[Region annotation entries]
☆ ☆ ☆

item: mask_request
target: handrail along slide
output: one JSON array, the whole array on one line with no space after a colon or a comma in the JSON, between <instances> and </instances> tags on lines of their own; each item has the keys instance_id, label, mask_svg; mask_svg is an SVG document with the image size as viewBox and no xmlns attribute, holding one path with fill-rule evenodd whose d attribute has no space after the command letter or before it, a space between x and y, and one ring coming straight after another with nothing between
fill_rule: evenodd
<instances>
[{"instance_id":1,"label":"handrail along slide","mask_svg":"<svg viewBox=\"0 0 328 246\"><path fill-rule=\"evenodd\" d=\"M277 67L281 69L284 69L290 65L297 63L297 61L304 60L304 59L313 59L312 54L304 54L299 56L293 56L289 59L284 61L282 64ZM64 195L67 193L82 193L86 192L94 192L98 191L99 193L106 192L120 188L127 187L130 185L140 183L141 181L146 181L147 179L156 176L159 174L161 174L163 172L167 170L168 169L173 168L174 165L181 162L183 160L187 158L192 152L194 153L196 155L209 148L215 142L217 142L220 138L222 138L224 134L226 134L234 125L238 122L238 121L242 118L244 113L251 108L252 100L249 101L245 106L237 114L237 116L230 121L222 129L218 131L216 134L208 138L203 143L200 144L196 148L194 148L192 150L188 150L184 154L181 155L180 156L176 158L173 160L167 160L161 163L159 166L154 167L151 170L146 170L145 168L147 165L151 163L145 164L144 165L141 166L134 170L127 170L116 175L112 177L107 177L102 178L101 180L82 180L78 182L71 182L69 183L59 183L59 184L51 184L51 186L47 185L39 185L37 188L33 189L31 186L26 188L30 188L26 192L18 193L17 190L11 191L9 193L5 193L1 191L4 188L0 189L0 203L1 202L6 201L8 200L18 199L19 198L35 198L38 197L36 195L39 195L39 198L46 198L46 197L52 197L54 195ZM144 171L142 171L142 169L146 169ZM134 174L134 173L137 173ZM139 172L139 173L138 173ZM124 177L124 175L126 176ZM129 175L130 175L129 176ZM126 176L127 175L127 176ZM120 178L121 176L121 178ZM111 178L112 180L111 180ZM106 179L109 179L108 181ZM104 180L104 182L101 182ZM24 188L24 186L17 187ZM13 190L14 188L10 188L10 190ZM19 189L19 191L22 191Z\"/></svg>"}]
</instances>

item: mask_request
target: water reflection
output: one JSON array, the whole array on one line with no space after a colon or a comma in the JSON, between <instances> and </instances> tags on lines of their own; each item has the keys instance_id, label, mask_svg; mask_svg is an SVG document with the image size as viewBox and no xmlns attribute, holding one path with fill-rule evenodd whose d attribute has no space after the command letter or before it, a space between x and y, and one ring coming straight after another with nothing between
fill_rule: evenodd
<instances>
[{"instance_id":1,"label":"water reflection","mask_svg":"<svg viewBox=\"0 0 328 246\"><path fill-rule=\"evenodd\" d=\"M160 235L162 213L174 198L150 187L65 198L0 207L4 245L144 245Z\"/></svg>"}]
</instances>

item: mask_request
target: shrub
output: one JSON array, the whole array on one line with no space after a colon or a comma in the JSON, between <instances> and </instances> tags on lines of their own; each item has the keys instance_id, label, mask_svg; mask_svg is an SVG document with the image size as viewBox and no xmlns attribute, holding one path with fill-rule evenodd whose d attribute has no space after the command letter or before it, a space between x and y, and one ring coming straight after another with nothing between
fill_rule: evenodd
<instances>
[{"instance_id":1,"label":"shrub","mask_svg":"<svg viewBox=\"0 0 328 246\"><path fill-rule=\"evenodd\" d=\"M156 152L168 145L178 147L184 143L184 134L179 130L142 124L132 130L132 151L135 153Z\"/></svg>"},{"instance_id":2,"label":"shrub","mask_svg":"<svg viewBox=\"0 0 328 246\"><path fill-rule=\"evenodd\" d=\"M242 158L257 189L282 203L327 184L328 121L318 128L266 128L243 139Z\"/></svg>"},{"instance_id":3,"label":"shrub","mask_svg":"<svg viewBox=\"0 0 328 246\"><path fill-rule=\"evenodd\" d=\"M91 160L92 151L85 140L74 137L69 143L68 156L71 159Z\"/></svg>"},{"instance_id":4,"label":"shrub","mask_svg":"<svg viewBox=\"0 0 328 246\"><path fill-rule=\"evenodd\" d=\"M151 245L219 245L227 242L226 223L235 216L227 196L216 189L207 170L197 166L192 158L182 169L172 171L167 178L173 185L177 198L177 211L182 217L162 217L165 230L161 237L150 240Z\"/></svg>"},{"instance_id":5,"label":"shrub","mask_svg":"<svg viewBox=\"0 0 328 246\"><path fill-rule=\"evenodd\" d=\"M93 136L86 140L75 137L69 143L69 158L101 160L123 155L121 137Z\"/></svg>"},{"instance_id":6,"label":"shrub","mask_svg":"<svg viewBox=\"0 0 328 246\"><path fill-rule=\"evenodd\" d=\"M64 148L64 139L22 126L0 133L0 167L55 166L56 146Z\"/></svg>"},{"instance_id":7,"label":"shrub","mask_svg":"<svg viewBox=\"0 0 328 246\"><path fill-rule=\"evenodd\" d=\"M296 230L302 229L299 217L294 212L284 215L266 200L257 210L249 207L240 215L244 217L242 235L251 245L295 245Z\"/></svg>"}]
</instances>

☆ ☆ ☆

— Exercise —
Collect every line in the rows above that contains the string "target", and treat uppercase and lowercase letters as different.

— Finished task —
target: handrail along slide
target: water reflection
target: shrub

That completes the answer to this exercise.